What this task involves:
Can you reproduce each of the entries below exactly as they appear, from start to finish?

Stored records:

━━━━━━━━━━━━━━━━━━━━

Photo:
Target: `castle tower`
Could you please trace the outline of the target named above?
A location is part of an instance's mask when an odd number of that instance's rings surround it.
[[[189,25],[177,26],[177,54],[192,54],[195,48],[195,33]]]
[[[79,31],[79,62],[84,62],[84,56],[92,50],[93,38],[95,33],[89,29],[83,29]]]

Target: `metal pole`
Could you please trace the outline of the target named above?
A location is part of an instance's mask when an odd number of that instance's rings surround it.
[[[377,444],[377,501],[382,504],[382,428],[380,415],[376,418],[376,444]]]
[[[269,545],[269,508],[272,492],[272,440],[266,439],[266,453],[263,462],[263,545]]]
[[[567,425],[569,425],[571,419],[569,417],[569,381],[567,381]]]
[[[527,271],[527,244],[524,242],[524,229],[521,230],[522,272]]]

━━━━━━━━━━━━━━━━━━━━

Written response:
Photo:
Target: `castle tower`
Could you please trace the outline of the target named above?
A location is part of an instance's mask when an odd number of that instance's rings surround it.
[[[189,25],[177,26],[177,54],[192,54],[195,48],[195,33]]]
[[[79,31],[79,62],[84,62],[84,56],[92,50],[93,38],[95,33],[89,29],[83,29]]]

Target: `metal pole`
Could you please trace the outline of the target named above?
A location is part of an instance's mask when an odd number of that instance's rings surround it.
[[[377,444],[377,501],[382,504],[382,428],[380,415],[376,418],[376,444]]]
[[[269,545],[269,508],[272,492],[272,440],[266,439],[266,453],[263,462],[263,545]]]
[[[567,425],[569,425],[571,419],[569,417],[569,381],[567,381]]]
[[[527,271],[527,244],[524,242],[524,229],[521,230],[522,272]]]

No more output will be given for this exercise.